__WHAT YOU WILL DO__
Pull each line holding the word "railway" from the data.

** LISTED ENTRIES follows **

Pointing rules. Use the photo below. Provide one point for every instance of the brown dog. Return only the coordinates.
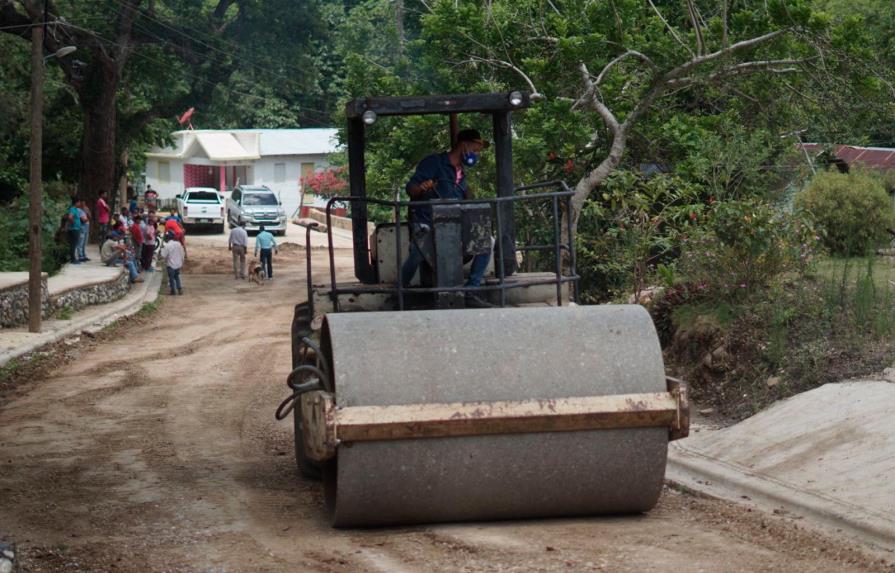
(256, 273)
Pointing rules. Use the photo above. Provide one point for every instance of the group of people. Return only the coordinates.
(127, 238)
(265, 245)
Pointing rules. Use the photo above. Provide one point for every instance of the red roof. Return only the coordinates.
(872, 157)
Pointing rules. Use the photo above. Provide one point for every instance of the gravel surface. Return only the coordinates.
(153, 447)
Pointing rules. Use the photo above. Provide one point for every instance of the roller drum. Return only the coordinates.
(438, 357)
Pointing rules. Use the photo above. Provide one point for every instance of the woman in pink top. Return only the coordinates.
(102, 216)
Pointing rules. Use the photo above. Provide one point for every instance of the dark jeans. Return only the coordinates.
(73, 236)
(267, 261)
(82, 241)
(146, 255)
(416, 258)
(174, 280)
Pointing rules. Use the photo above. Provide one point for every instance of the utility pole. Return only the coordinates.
(35, 193)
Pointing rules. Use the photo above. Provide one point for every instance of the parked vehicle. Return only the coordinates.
(256, 206)
(201, 206)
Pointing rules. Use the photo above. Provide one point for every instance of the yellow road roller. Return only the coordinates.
(427, 400)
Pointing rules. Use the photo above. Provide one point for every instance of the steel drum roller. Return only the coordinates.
(521, 356)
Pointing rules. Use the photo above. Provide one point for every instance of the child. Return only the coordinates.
(173, 254)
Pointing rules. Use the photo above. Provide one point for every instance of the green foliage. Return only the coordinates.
(65, 313)
(744, 247)
(14, 236)
(634, 225)
(852, 210)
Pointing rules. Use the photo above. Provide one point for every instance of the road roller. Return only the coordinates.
(436, 402)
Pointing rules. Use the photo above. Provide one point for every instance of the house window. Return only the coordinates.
(164, 171)
(279, 172)
(307, 169)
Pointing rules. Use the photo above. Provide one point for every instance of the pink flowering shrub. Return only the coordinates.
(326, 183)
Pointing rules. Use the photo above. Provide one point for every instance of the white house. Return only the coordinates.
(223, 158)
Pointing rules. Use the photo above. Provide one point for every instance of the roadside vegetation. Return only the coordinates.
(14, 235)
(764, 303)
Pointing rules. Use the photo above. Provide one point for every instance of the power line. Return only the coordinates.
(194, 38)
(275, 74)
(159, 62)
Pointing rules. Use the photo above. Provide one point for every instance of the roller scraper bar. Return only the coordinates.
(326, 426)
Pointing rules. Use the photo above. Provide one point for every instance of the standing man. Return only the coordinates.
(137, 236)
(102, 216)
(85, 231)
(442, 176)
(73, 231)
(150, 198)
(173, 255)
(239, 244)
(149, 230)
(265, 243)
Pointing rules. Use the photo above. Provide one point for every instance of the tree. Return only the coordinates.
(614, 61)
(141, 60)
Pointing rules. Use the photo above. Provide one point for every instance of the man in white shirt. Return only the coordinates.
(172, 253)
(238, 245)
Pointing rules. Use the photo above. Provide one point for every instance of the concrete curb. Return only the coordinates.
(142, 293)
(698, 471)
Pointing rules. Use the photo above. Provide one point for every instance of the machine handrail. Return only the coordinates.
(554, 197)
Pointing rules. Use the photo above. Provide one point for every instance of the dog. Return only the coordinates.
(256, 272)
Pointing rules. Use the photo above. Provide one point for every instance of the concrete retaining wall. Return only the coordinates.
(97, 293)
(14, 298)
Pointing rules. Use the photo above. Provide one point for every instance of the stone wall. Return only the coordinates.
(14, 303)
(99, 293)
(14, 299)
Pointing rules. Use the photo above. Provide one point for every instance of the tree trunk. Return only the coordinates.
(593, 180)
(98, 154)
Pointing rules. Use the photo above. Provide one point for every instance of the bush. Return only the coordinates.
(743, 247)
(852, 210)
(14, 235)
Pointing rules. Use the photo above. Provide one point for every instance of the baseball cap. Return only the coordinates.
(472, 135)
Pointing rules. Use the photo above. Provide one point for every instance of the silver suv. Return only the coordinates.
(256, 206)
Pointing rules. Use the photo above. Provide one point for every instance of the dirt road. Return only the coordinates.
(154, 448)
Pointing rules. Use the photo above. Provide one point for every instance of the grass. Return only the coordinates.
(65, 313)
(851, 269)
(834, 323)
(149, 308)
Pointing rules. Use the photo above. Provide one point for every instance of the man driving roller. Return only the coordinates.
(442, 176)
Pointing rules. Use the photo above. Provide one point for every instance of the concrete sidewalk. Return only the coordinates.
(295, 234)
(16, 342)
(827, 455)
(82, 274)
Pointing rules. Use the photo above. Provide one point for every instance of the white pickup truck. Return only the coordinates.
(201, 206)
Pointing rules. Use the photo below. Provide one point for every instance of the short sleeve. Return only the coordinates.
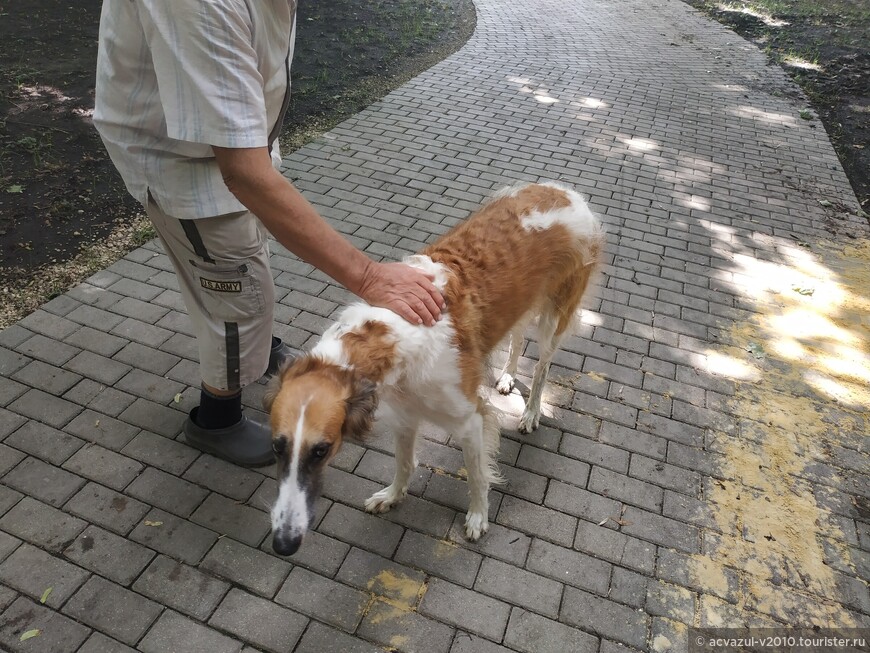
(206, 68)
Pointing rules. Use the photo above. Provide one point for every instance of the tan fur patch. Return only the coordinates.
(501, 271)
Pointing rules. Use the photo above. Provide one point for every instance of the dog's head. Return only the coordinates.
(314, 405)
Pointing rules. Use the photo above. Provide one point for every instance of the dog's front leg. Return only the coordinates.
(406, 463)
(473, 451)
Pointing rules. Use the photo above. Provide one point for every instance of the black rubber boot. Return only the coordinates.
(247, 442)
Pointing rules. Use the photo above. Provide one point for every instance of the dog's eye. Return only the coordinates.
(320, 450)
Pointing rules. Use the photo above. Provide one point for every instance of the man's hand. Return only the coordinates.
(404, 290)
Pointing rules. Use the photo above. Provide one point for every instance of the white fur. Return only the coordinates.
(291, 507)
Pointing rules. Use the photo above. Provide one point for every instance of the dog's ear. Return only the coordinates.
(361, 405)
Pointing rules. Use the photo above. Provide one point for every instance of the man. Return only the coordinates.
(190, 97)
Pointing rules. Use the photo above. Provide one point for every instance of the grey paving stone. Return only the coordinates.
(43, 481)
(397, 584)
(660, 530)
(628, 587)
(468, 643)
(466, 609)
(569, 567)
(48, 378)
(9, 458)
(319, 638)
(594, 453)
(99, 643)
(153, 417)
(167, 492)
(453, 492)
(8, 498)
(9, 391)
(361, 529)
(605, 618)
(581, 503)
(104, 507)
(324, 599)
(96, 341)
(44, 442)
(181, 587)
(113, 610)
(228, 517)
(531, 633)
(44, 407)
(45, 349)
(159, 451)
(534, 519)
(174, 632)
(174, 536)
(260, 622)
(247, 567)
(41, 525)
(97, 367)
(103, 466)
(624, 488)
(615, 547)
(101, 429)
(57, 633)
(32, 571)
(499, 542)
(439, 557)
(406, 630)
(108, 554)
(228, 479)
(539, 594)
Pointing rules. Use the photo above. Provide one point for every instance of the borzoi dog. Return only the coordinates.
(528, 253)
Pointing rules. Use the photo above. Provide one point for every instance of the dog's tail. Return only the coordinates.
(491, 440)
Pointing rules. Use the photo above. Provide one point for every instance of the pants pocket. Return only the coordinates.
(229, 291)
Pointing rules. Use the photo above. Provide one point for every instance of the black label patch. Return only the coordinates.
(221, 286)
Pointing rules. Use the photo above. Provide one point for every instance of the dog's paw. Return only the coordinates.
(505, 384)
(476, 524)
(529, 422)
(383, 500)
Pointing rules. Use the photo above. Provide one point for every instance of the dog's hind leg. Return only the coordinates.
(506, 381)
(406, 463)
(548, 342)
(479, 438)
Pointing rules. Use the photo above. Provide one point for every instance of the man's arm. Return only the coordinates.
(250, 176)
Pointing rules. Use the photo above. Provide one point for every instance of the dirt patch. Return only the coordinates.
(64, 211)
(823, 47)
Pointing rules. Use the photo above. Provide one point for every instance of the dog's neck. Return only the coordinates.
(369, 349)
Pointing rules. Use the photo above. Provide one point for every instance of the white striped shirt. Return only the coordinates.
(175, 77)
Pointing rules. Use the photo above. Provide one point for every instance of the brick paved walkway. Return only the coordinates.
(704, 461)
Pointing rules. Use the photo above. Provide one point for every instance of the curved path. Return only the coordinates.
(704, 462)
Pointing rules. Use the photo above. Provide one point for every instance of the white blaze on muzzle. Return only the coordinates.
(290, 513)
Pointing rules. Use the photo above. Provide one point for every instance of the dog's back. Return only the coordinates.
(529, 252)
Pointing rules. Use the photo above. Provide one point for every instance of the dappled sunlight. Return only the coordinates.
(748, 10)
(642, 144)
(799, 62)
(771, 117)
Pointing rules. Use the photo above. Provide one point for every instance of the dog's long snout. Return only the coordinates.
(286, 544)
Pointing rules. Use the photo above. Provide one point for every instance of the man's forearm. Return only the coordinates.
(290, 217)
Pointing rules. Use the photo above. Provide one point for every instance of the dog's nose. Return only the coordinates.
(286, 544)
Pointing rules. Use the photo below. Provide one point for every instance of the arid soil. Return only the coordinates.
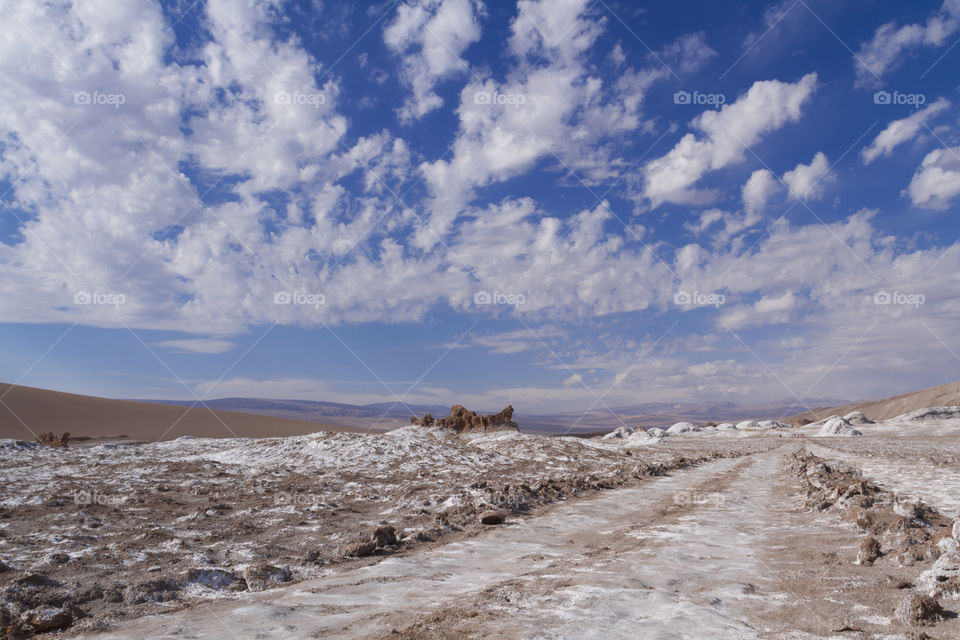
(341, 535)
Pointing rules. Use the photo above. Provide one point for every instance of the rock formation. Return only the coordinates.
(463, 420)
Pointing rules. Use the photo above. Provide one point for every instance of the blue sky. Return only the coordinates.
(563, 205)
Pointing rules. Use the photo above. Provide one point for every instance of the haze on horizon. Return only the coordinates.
(559, 205)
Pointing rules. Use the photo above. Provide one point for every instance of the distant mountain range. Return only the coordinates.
(389, 415)
(945, 395)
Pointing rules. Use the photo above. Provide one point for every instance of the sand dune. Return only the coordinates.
(26, 411)
(943, 396)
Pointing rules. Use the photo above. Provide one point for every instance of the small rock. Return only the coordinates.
(149, 591)
(385, 536)
(491, 517)
(264, 576)
(37, 580)
(47, 618)
(918, 609)
(869, 551)
(213, 578)
(907, 509)
(898, 583)
(359, 549)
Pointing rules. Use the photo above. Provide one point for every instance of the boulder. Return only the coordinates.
(264, 576)
(462, 420)
(917, 609)
(47, 618)
(384, 536)
(491, 517)
(869, 551)
(359, 549)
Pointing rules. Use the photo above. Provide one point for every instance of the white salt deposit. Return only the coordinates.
(619, 432)
(682, 427)
(837, 427)
(857, 418)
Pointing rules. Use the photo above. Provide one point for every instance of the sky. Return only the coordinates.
(560, 204)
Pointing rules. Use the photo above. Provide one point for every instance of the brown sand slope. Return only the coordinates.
(942, 396)
(26, 411)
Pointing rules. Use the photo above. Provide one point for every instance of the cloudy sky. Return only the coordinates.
(563, 204)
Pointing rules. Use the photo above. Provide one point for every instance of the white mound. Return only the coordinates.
(641, 438)
(619, 432)
(931, 415)
(682, 427)
(857, 418)
(837, 427)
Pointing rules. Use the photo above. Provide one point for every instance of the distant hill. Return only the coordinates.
(26, 411)
(386, 415)
(941, 396)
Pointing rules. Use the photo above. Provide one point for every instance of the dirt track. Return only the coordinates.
(729, 549)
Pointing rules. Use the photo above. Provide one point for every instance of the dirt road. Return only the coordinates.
(724, 550)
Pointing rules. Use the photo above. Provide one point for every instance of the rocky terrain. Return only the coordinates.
(470, 528)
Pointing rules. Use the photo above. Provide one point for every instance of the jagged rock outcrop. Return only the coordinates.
(461, 420)
(50, 439)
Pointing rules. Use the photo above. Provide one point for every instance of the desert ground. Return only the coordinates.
(755, 530)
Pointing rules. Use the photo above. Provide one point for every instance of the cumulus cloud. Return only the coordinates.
(937, 180)
(431, 36)
(198, 345)
(883, 52)
(725, 136)
(900, 131)
(555, 109)
(806, 181)
(758, 190)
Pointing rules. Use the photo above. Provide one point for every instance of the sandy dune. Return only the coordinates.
(943, 396)
(27, 411)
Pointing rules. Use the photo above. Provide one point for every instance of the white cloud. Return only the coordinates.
(806, 181)
(575, 380)
(758, 190)
(727, 133)
(555, 109)
(198, 345)
(687, 54)
(432, 35)
(900, 131)
(883, 52)
(937, 181)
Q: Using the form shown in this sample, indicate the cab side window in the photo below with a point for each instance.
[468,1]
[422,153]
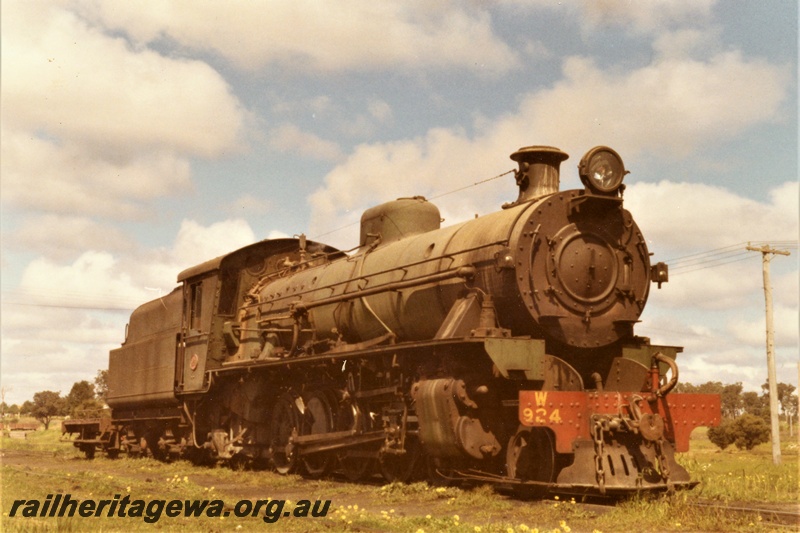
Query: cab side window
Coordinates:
[195,305]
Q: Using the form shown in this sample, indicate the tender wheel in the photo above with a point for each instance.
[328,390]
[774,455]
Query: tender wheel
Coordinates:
[401,468]
[318,418]
[285,424]
[531,456]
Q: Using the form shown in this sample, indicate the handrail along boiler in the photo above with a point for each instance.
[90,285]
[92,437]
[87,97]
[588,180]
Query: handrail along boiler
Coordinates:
[500,349]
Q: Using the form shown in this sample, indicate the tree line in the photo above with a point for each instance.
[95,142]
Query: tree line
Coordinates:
[745,415]
[85,400]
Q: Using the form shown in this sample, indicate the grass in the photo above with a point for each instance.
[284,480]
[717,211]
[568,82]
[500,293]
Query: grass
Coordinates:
[729,475]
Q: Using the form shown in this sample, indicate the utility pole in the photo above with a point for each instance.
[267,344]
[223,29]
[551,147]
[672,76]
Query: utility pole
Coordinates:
[766,256]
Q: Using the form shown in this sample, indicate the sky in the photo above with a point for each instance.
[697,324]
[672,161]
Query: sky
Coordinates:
[140,138]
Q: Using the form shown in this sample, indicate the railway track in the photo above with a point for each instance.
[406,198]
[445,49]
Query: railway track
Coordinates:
[778,514]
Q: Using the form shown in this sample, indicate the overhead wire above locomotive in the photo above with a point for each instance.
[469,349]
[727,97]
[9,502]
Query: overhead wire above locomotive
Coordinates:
[501,349]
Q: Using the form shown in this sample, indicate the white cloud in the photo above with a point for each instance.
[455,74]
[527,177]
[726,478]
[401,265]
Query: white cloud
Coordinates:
[665,110]
[689,216]
[195,243]
[72,80]
[334,35]
[58,324]
[62,237]
[91,125]
[290,138]
[645,16]
[65,178]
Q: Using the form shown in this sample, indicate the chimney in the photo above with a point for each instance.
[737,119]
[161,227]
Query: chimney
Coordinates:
[538,173]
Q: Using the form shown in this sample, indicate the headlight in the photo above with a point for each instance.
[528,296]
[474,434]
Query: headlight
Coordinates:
[601,170]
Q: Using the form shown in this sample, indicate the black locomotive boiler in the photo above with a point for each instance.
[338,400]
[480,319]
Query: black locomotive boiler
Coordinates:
[500,349]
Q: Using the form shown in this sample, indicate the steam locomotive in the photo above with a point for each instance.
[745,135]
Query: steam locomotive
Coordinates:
[498,350]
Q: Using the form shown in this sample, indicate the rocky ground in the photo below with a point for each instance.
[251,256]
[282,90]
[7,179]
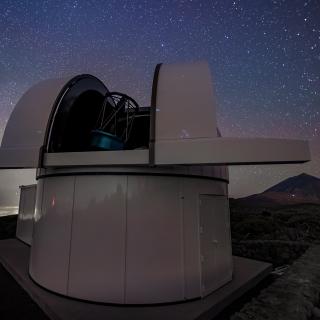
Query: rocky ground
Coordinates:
[283,236]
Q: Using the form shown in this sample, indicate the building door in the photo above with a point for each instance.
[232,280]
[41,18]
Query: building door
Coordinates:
[215,242]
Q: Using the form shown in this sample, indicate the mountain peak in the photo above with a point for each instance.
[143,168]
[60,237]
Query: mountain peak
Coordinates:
[303,188]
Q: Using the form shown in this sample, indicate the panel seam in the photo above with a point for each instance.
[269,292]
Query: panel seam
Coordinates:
[70,241]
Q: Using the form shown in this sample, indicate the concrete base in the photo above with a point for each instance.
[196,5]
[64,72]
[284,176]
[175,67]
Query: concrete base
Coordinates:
[14,256]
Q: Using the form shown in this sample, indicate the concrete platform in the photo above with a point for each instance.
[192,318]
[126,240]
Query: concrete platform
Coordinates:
[14,256]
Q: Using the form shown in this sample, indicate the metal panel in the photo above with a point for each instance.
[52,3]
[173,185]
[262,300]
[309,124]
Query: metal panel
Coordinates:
[26,213]
[154,263]
[191,190]
[97,261]
[215,243]
[49,258]
[90,158]
[184,99]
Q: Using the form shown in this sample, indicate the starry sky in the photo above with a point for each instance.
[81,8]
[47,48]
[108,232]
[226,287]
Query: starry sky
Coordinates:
[264,56]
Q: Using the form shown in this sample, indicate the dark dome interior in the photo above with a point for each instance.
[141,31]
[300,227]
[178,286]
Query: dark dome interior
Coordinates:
[77,113]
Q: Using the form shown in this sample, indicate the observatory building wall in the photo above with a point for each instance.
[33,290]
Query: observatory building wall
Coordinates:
[132,238]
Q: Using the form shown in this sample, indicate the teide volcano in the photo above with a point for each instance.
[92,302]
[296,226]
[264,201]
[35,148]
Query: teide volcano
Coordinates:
[303,188]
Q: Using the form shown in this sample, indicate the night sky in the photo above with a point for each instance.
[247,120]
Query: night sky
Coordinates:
[264,56]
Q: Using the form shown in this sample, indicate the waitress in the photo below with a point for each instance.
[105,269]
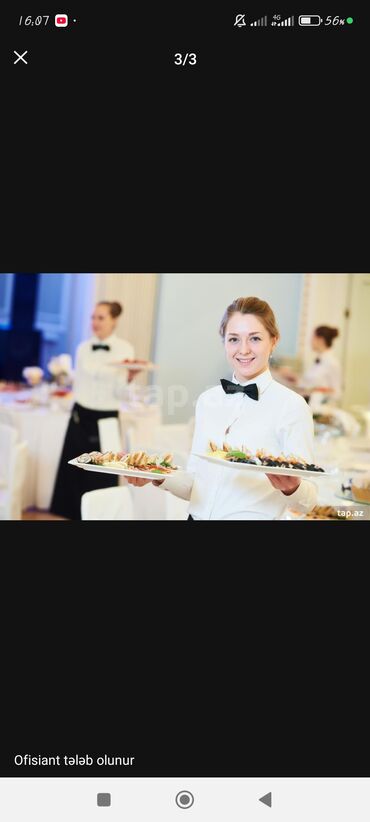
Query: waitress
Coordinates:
[96,390]
[252,410]
[325,373]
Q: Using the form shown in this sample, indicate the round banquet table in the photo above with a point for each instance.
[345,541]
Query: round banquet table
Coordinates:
[44,429]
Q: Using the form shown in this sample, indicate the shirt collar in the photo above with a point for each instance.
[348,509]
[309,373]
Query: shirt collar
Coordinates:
[108,340]
[262,381]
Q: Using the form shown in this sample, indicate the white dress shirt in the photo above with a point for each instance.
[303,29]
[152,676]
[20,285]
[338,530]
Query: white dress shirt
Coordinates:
[325,374]
[97,384]
[280,421]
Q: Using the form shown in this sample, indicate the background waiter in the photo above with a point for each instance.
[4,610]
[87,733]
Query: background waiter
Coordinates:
[96,390]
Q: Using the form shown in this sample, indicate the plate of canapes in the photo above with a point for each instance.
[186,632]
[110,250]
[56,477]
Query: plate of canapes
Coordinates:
[241,459]
[136,365]
[136,464]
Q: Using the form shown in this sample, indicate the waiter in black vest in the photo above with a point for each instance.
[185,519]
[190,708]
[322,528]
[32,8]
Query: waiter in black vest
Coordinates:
[97,389]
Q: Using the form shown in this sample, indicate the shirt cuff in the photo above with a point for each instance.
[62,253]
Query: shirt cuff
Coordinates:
[179,487]
[304,498]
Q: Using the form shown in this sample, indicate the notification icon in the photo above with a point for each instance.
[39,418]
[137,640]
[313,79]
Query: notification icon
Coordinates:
[61,19]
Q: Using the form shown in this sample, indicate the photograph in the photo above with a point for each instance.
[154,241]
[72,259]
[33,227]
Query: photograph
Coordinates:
[184,396]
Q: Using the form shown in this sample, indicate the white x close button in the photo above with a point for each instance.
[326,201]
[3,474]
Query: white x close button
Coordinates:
[20,57]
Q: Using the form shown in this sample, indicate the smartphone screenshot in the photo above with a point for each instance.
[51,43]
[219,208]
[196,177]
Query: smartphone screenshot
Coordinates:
[184,452]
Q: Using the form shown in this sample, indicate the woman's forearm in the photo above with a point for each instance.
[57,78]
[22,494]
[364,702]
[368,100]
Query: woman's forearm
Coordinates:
[179,486]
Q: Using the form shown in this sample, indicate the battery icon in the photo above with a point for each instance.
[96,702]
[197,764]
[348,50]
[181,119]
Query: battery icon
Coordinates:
[309,20]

** End of LISTED ENTRIES **

__TASK SOLUTION__
Q: Using the form shown in this sample, indicate the railway track in the photo above with a point for each instance.
Query: railway track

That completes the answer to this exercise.